— Input —
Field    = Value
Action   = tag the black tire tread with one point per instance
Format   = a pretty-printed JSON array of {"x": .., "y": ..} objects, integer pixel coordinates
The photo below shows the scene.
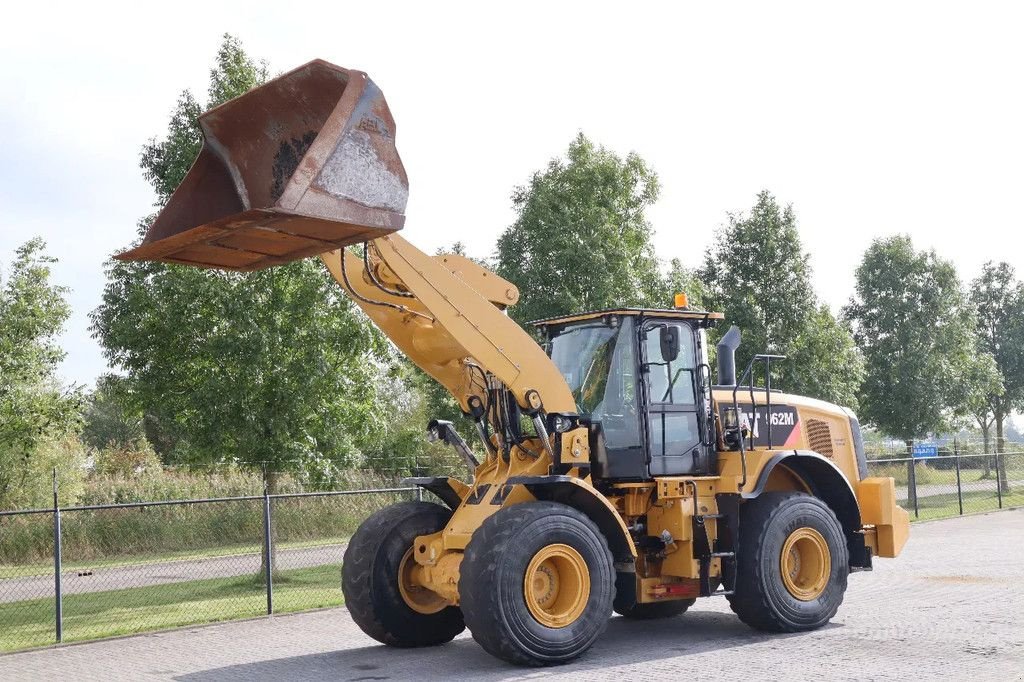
[
  {"x": 357, "y": 578},
  {"x": 749, "y": 602},
  {"x": 479, "y": 603}
]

— What to do —
Reproduce every line of the records above exactly, leaving the pictures out of your answer.

— Result of the exercise —
Field    = Value
Action   = tag the black tire tread with one point per instance
Format   = a pretty-printed JSON array of {"x": .., "y": ..} objects, integer pixel coordinates
The photo below shows the scene.
[
  {"x": 357, "y": 578},
  {"x": 749, "y": 602},
  {"x": 479, "y": 603}
]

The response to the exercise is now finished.